§ Task goal
Search for the word "arched" in the entries. Each line that holds it should be copied.
Top of Data excerpts
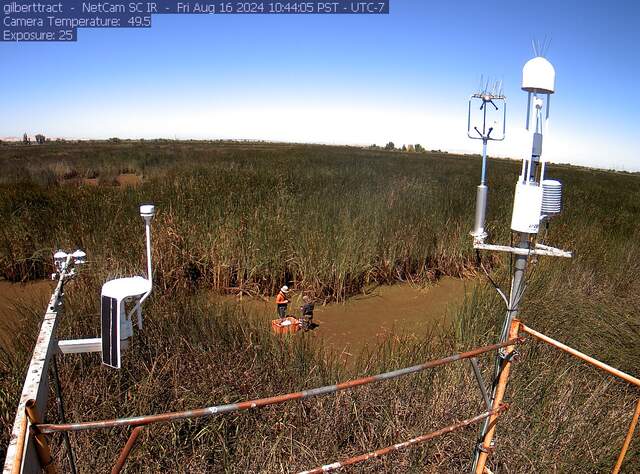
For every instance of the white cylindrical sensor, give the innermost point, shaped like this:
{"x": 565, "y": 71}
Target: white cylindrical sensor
{"x": 551, "y": 197}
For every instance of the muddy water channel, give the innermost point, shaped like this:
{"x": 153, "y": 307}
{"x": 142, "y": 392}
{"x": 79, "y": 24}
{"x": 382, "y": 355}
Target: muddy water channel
{"x": 366, "y": 319}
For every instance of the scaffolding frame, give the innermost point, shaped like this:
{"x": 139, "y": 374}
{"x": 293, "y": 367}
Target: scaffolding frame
{"x": 28, "y": 450}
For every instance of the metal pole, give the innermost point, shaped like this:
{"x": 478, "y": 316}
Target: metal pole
{"x": 590, "y": 360}
{"x": 398, "y": 446}
{"x": 486, "y": 447}
{"x": 47, "y": 463}
{"x": 60, "y": 403}
{"x": 483, "y": 176}
{"x": 122, "y": 459}
{"x": 517, "y": 290}
{"x": 258, "y": 403}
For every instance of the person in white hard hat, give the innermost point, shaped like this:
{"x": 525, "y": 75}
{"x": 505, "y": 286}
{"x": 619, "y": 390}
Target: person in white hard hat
{"x": 282, "y": 301}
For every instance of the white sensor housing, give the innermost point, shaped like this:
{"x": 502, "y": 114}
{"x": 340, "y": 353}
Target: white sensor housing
{"x": 551, "y": 197}
{"x": 79, "y": 257}
{"x": 527, "y": 207}
{"x": 147, "y": 211}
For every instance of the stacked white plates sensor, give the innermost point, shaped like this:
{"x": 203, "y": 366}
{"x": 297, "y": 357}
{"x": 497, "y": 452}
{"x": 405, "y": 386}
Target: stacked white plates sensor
{"x": 551, "y": 197}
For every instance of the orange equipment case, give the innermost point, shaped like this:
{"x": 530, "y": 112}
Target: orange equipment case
{"x": 278, "y": 328}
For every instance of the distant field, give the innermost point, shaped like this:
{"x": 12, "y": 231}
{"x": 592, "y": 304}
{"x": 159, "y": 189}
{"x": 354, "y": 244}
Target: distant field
{"x": 330, "y": 221}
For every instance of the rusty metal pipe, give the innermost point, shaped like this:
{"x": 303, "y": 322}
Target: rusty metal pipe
{"x": 601, "y": 365}
{"x": 396, "y": 447}
{"x": 122, "y": 459}
{"x": 47, "y": 463}
{"x": 497, "y": 400}
{"x": 627, "y": 439}
{"x": 17, "y": 461}
{"x": 251, "y": 404}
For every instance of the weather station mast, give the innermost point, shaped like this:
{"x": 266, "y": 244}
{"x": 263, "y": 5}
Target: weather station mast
{"x": 536, "y": 200}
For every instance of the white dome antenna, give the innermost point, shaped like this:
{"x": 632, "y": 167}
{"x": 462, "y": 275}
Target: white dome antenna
{"x": 115, "y": 322}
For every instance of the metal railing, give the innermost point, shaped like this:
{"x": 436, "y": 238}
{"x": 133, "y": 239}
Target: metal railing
{"x": 141, "y": 421}
{"x": 28, "y": 450}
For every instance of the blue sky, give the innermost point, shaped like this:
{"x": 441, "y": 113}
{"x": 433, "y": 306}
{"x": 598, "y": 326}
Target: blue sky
{"x": 339, "y": 79}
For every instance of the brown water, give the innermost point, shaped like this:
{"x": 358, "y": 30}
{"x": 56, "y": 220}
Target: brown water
{"x": 14, "y": 296}
{"x": 400, "y": 309}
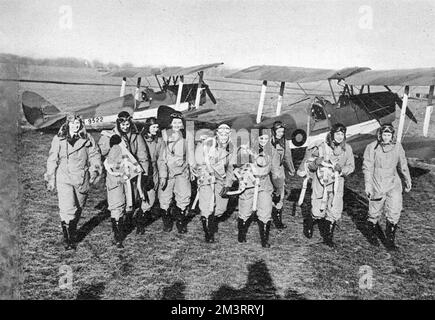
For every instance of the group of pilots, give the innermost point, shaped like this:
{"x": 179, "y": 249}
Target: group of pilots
{"x": 156, "y": 168}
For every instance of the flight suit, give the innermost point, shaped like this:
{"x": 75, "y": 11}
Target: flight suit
{"x": 173, "y": 165}
{"x": 285, "y": 163}
{"x": 380, "y": 167}
{"x": 70, "y": 167}
{"x": 265, "y": 190}
{"x": 214, "y": 169}
{"x": 153, "y": 146}
{"x": 116, "y": 192}
{"x": 343, "y": 155}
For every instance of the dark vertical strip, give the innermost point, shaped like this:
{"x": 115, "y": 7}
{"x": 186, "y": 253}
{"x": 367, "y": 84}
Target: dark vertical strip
{"x": 9, "y": 190}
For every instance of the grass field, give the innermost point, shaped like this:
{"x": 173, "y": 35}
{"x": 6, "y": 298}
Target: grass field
{"x": 161, "y": 265}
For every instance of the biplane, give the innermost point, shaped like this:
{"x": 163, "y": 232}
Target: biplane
{"x": 186, "y": 98}
{"x": 361, "y": 110}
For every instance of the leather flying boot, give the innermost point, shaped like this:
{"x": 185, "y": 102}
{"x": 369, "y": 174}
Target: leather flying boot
{"x": 243, "y": 229}
{"x": 206, "y": 227}
{"x": 212, "y": 223}
{"x": 117, "y": 232}
{"x": 264, "y": 229}
{"x": 66, "y": 236}
{"x": 390, "y": 234}
{"x": 329, "y": 233}
{"x": 308, "y": 225}
{"x": 168, "y": 223}
{"x": 371, "y": 234}
{"x": 179, "y": 219}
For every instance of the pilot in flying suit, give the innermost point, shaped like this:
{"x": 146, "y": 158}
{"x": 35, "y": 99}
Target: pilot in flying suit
{"x": 213, "y": 158}
{"x": 330, "y": 162}
{"x": 74, "y": 162}
{"x": 119, "y": 194}
{"x": 255, "y": 178}
{"x": 150, "y": 133}
{"x": 285, "y": 163}
{"x": 174, "y": 175}
{"x": 383, "y": 159}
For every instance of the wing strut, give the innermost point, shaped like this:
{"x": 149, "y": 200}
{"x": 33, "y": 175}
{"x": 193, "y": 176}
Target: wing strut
{"x": 261, "y": 103}
{"x": 199, "y": 90}
{"x": 332, "y": 91}
{"x": 429, "y": 110}
{"x": 180, "y": 90}
{"x": 402, "y": 114}
{"x": 137, "y": 91}
{"x": 122, "y": 92}
{"x": 281, "y": 94}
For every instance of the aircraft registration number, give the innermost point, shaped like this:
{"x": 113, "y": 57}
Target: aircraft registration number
{"x": 94, "y": 120}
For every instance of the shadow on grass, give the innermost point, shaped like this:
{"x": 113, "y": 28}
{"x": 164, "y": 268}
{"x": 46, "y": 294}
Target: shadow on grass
{"x": 91, "y": 291}
{"x": 92, "y": 223}
{"x": 259, "y": 286}
{"x": 174, "y": 291}
{"x": 357, "y": 208}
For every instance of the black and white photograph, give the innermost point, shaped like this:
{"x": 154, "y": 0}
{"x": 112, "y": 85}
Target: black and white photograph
{"x": 217, "y": 150}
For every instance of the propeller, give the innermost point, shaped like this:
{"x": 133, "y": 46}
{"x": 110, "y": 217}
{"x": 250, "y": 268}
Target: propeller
{"x": 409, "y": 113}
{"x": 208, "y": 91}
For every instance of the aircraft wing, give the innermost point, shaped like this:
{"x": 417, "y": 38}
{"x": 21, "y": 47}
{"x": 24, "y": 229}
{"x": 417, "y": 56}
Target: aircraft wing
{"x": 293, "y": 74}
{"x": 42, "y": 114}
{"x": 133, "y": 72}
{"x": 415, "y": 147}
{"x": 182, "y": 71}
{"x": 394, "y": 77}
{"x": 164, "y": 72}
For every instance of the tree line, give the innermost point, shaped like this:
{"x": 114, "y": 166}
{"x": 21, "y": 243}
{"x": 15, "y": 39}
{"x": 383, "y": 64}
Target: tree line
{"x": 84, "y": 63}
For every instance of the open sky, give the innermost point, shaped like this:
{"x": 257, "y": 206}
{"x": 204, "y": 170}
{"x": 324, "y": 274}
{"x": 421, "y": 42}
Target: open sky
{"x": 330, "y": 34}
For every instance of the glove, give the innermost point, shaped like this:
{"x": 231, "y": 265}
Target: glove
{"x": 369, "y": 192}
{"x": 408, "y": 186}
{"x": 93, "y": 178}
{"x": 51, "y": 183}
{"x": 163, "y": 182}
{"x": 147, "y": 182}
{"x": 276, "y": 197}
{"x": 114, "y": 140}
{"x": 318, "y": 161}
{"x": 51, "y": 186}
{"x": 224, "y": 191}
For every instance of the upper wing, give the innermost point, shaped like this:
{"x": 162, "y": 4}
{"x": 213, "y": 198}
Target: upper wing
{"x": 133, "y": 72}
{"x": 182, "y": 71}
{"x": 394, "y": 77}
{"x": 415, "y": 147}
{"x": 293, "y": 74}
{"x": 164, "y": 72}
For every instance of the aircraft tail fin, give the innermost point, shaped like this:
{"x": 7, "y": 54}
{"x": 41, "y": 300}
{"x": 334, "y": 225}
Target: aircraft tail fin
{"x": 38, "y": 111}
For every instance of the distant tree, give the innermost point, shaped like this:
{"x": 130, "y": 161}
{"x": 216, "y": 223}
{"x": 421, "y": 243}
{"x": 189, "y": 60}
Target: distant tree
{"x": 112, "y": 66}
{"x": 127, "y": 65}
{"x": 97, "y": 64}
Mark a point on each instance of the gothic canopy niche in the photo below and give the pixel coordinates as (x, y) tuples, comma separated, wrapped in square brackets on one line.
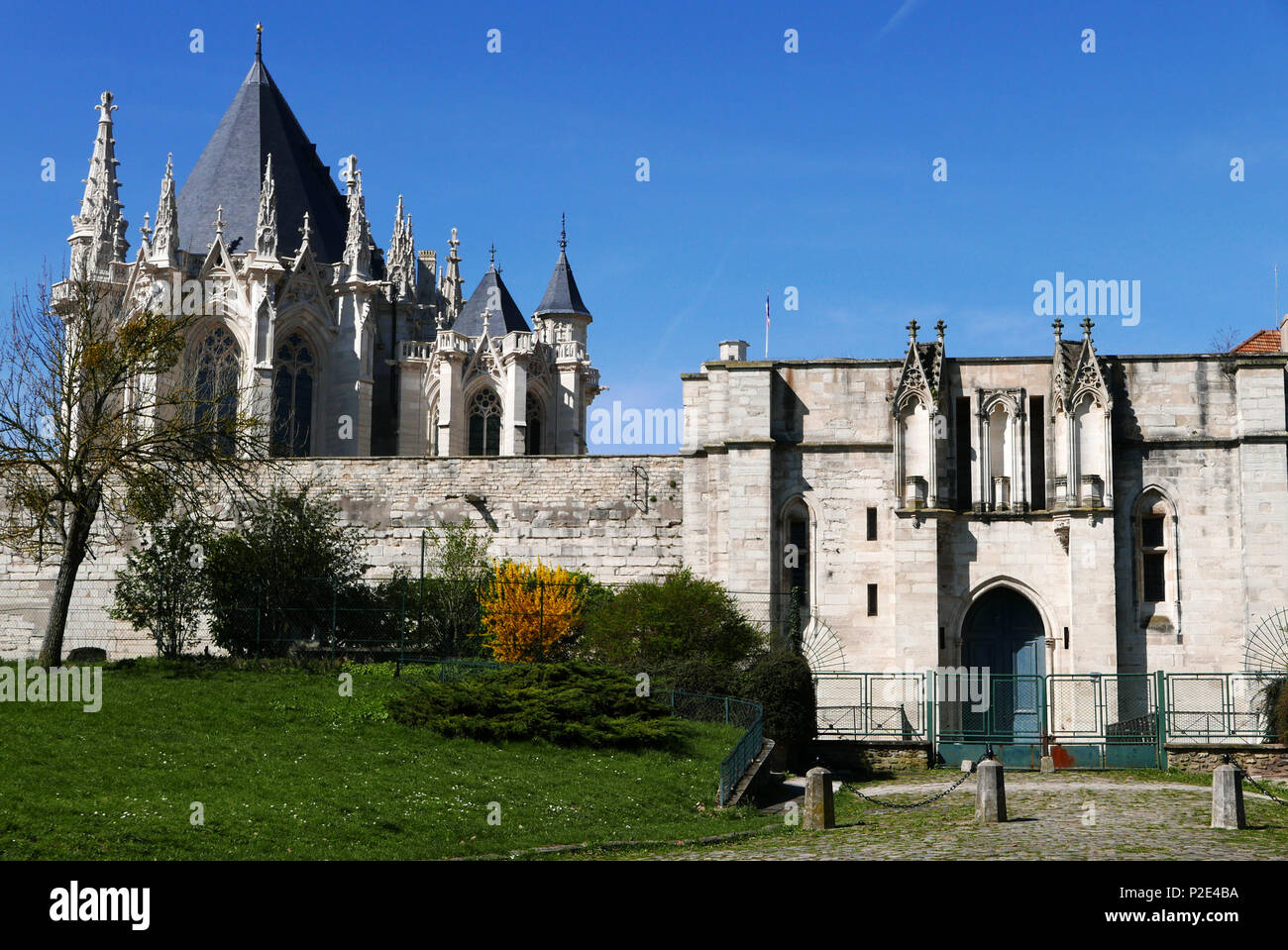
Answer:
[(914, 405), (1082, 412)]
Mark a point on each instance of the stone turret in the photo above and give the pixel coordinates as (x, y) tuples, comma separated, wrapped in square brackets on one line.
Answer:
[(98, 232)]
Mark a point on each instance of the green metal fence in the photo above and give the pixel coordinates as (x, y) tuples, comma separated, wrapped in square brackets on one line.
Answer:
[(733, 712), (1218, 707), (872, 705), (1080, 720)]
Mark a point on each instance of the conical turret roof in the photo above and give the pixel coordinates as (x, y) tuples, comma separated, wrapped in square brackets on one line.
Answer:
[(562, 293), (485, 296), (232, 167)]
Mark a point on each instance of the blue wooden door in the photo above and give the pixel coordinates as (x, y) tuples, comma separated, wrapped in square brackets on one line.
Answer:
[(1004, 635)]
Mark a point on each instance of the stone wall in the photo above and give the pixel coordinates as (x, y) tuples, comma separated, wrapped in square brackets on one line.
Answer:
[(613, 516), (1201, 760)]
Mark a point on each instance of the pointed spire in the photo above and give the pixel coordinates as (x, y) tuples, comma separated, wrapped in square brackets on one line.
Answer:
[(562, 295), (357, 244), (98, 232), (402, 257), (451, 286), (305, 231), (266, 222), (167, 219)]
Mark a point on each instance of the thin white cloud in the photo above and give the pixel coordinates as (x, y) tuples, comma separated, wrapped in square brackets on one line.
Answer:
[(900, 16)]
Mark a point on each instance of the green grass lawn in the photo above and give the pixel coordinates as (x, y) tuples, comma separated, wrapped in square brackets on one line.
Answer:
[(286, 768)]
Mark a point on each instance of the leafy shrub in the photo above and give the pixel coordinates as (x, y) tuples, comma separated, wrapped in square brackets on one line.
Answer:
[(782, 683), (282, 576), (653, 627), (161, 588), (531, 611), (562, 703), (1274, 708)]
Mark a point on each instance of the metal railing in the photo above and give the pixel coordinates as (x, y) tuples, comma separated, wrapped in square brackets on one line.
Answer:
[(1115, 710), (732, 712), (1218, 707)]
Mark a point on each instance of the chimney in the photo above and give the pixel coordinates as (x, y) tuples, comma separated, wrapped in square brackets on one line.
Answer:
[(735, 351)]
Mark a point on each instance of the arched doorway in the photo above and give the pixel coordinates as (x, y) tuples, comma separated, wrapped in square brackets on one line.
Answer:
[(1004, 635)]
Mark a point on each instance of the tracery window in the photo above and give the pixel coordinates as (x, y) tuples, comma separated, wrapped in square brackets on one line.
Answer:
[(484, 424), (218, 366), (292, 396)]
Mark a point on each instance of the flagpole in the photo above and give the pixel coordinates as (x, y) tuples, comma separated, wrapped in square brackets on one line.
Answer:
[(767, 325)]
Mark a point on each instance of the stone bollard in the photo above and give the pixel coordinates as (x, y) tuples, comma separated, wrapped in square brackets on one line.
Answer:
[(990, 792), (819, 808), (1228, 797)]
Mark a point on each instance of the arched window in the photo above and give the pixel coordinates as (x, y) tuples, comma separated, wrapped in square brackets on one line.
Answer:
[(536, 430), (1155, 550), (484, 424), (292, 396), (797, 560), (1001, 451), (218, 366)]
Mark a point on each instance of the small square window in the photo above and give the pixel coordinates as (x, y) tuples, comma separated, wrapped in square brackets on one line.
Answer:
[(1151, 531)]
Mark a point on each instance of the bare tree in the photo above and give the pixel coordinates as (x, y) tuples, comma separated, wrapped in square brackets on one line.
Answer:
[(104, 424)]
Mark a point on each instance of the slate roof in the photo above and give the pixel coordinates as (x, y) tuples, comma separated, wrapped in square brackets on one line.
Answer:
[(469, 321), (232, 167), (1261, 342), (562, 295)]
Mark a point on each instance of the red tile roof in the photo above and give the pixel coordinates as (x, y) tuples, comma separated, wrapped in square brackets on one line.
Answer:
[(1261, 342)]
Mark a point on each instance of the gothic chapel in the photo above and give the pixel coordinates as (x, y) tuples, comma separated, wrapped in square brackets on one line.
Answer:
[(348, 349)]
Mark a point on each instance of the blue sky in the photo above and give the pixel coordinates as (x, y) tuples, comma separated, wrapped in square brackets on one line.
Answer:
[(768, 168)]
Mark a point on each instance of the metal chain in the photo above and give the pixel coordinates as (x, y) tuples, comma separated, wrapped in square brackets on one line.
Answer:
[(1257, 786), (913, 804)]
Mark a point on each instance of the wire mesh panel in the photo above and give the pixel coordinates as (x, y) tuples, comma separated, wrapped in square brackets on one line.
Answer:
[(1214, 707), (861, 705), (733, 712)]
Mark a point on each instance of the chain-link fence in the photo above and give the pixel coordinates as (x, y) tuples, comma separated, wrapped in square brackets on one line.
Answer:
[(732, 712), (1219, 707), (871, 705)]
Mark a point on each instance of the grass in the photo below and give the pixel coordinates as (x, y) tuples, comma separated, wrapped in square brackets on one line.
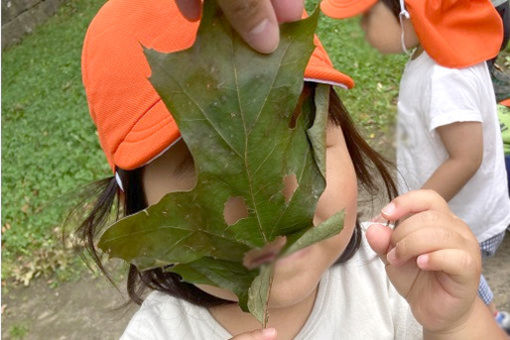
Bottom of Data excerpts
§ Task response
Mark a point on each instance of the arched doorway in the photo above and give the pixel coordinates as (x, y) tuples, comma separated, wrapped in square brackets on one line.
Mark a point on each instance of the arched window in the photo above and give the pixel coordinates as (x, y) tuples, comma separated, wrapped in square brackets on one line.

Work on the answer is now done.